(Region pointing data)
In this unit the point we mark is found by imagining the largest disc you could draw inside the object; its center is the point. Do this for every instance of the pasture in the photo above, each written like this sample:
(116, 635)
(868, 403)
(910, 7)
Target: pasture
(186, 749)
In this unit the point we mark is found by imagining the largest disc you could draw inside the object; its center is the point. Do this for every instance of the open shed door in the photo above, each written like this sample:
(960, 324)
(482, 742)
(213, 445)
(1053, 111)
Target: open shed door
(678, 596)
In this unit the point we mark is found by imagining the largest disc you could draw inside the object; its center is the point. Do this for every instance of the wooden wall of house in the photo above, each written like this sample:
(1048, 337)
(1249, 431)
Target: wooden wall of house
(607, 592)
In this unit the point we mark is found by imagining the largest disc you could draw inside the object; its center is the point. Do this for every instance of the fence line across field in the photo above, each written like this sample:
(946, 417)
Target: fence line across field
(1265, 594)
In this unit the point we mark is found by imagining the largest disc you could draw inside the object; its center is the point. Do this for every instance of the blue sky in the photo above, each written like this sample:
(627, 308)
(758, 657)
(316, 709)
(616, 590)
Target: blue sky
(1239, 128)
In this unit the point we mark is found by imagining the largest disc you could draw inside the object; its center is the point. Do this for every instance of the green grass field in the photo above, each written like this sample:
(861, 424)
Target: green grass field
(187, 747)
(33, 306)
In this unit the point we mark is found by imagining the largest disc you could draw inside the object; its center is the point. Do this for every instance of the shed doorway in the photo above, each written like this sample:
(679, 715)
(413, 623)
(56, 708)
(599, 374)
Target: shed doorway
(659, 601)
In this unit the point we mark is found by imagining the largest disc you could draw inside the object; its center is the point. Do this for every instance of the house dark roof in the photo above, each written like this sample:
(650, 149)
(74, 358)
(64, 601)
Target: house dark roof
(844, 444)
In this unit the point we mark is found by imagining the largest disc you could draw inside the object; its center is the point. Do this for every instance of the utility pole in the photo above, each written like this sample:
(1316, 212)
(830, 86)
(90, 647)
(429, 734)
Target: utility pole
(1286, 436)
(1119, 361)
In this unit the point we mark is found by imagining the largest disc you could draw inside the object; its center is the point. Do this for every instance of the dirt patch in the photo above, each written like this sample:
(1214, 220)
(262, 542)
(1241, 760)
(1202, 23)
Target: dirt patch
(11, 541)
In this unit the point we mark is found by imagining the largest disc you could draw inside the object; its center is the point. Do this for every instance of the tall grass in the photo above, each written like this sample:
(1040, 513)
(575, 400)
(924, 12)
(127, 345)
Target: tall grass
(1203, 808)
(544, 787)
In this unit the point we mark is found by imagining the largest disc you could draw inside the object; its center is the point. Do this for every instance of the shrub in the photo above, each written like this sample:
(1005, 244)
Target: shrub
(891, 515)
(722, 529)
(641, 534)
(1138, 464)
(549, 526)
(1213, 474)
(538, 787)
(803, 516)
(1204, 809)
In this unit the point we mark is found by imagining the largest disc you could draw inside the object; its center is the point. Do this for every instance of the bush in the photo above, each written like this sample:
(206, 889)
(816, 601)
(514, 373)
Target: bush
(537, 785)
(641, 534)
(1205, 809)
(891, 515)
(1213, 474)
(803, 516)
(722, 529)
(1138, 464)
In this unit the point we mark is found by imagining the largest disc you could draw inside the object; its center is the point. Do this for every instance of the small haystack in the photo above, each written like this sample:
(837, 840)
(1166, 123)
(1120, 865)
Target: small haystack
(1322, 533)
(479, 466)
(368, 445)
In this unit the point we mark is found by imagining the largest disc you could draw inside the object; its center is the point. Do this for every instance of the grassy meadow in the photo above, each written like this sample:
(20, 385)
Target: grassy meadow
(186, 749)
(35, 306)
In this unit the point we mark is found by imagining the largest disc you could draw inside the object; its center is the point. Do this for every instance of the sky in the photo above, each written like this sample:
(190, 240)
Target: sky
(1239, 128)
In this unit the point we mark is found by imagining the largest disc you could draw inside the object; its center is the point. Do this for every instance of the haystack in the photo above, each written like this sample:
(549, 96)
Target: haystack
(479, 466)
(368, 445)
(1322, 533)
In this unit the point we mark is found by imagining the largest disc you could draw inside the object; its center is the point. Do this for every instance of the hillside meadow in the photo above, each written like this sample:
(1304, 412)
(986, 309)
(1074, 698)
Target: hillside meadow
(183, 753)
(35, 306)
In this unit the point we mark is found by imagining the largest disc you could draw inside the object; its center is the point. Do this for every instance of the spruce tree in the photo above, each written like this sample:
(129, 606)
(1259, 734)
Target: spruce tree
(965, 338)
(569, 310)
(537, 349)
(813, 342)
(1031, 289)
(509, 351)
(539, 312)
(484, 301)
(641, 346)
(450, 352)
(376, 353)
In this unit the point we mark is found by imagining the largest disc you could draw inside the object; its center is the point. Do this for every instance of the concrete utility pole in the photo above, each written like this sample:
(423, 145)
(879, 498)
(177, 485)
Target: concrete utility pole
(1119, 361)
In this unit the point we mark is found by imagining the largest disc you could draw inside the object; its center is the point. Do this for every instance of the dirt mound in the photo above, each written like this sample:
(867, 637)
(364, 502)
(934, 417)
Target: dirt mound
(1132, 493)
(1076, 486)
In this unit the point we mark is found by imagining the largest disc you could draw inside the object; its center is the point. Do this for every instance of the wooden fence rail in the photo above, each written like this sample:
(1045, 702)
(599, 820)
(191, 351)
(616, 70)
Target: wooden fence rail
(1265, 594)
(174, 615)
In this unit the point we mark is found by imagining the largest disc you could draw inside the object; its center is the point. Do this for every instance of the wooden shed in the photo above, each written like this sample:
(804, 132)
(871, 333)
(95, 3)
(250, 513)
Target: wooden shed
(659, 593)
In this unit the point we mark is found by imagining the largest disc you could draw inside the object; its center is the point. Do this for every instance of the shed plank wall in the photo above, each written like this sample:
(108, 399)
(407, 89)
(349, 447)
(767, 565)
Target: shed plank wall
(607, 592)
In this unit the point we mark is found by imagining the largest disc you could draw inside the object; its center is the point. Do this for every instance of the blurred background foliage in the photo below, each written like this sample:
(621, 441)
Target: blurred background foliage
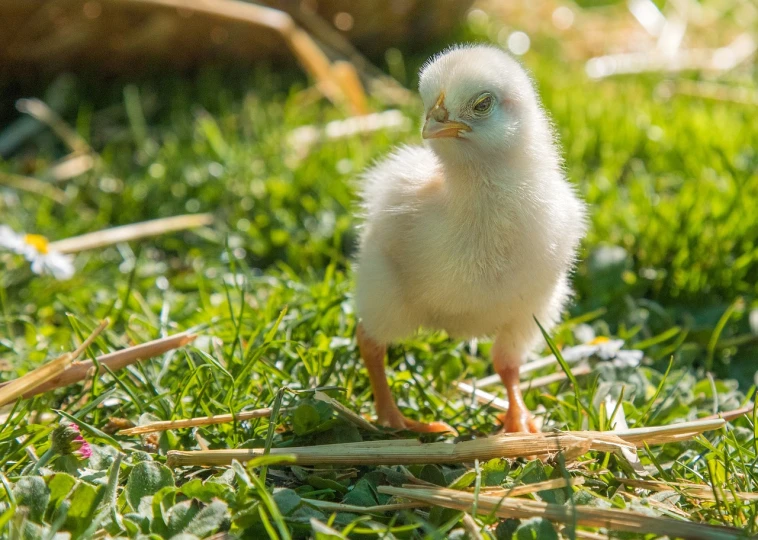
(670, 176)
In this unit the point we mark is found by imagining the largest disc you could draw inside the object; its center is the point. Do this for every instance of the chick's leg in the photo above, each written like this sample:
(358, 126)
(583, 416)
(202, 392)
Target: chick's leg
(518, 418)
(372, 353)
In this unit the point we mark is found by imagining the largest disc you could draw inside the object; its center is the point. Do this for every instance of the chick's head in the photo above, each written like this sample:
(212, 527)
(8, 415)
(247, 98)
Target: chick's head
(478, 103)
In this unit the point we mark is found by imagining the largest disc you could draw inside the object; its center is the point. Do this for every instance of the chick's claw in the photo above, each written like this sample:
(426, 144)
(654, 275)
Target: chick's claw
(396, 420)
(518, 420)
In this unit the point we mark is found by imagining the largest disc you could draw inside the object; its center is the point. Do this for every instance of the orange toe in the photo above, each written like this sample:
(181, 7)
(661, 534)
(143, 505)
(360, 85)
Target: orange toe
(518, 420)
(396, 420)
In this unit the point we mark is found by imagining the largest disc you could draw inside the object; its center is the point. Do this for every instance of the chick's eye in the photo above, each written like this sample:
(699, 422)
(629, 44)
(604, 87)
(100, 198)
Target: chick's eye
(483, 104)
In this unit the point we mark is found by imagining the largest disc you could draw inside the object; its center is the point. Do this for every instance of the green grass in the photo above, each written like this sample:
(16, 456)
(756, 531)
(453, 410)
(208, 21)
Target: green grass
(670, 265)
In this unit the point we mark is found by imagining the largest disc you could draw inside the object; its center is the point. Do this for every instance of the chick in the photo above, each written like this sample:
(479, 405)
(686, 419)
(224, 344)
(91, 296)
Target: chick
(474, 233)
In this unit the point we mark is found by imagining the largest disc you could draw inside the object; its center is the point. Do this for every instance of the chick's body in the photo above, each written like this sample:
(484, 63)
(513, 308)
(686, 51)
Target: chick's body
(475, 233)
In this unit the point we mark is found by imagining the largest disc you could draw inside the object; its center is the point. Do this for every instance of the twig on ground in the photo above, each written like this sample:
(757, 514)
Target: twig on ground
(409, 451)
(166, 425)
(26, 384)
(127, 233)
(611, 519)
(78, 371)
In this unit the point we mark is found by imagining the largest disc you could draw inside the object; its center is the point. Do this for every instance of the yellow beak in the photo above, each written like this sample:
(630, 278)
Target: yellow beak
(434, 129)
(438, 125)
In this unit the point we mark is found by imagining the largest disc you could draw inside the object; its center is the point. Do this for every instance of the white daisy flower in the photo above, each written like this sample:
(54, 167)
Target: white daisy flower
(36, 250)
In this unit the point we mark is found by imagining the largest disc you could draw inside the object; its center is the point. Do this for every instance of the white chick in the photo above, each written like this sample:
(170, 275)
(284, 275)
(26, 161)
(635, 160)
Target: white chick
(474, 233)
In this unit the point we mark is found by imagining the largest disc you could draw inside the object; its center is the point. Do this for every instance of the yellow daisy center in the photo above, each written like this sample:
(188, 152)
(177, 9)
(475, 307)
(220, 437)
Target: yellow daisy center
(38, 242)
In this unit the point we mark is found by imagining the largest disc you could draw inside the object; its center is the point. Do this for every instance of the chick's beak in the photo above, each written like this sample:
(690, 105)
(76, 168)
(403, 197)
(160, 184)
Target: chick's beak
(434, 129)
(438, 124)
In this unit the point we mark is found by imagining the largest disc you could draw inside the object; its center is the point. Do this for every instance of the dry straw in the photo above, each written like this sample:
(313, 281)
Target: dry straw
(411, 451)
(589, 516)
(78, 371)
(26, 384)
(166, 425)
(127, 233)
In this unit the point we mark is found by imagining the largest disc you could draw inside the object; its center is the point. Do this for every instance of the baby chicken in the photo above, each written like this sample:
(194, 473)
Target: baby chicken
(474, 233)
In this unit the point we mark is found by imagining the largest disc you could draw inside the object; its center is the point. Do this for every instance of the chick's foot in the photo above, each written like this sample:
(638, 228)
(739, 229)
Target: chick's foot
(517, 420)
(393, 418)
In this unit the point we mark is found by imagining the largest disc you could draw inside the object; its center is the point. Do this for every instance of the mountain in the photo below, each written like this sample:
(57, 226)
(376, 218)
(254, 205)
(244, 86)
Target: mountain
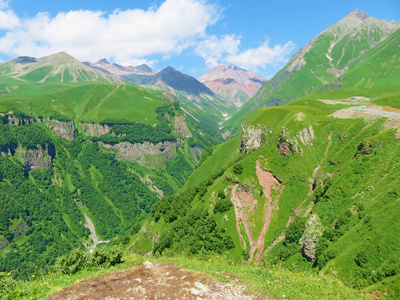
(233, 83)
(173, 78)
(187, 89)
(59, 67)
(323, 63)
(84, 161)
(312, 184)
(118, 70)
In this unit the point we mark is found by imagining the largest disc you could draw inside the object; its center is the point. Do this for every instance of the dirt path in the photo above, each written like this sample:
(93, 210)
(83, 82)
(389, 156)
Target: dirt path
(373, 112)
(291, 218)
(153, 281)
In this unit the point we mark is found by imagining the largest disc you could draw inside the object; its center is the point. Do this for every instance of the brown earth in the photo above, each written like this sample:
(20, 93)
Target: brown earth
(154, 281)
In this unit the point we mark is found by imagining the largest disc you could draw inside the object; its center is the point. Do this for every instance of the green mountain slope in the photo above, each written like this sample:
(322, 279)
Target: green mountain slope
(327, 61)
(299, 186)
(85, 161)
(59, 67)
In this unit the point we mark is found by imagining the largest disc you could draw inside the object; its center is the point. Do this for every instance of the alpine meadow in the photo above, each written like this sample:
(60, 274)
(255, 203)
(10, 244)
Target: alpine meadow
(121, 181)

What is being asked:
Copy every line from the records above that contains the string "below".

Written reply:
In this unit the point we mark is found by imagining the largest disc you could draw inside the object; its center is the point. Do this for every instance of the blurred background foliage in the photo below, each written like this sample:
In this unit the point we mark is found by imagining the largest disc you could draw inside the object; its center is the point. Do this for every instance of the mountain in the photo below, each written like this sample:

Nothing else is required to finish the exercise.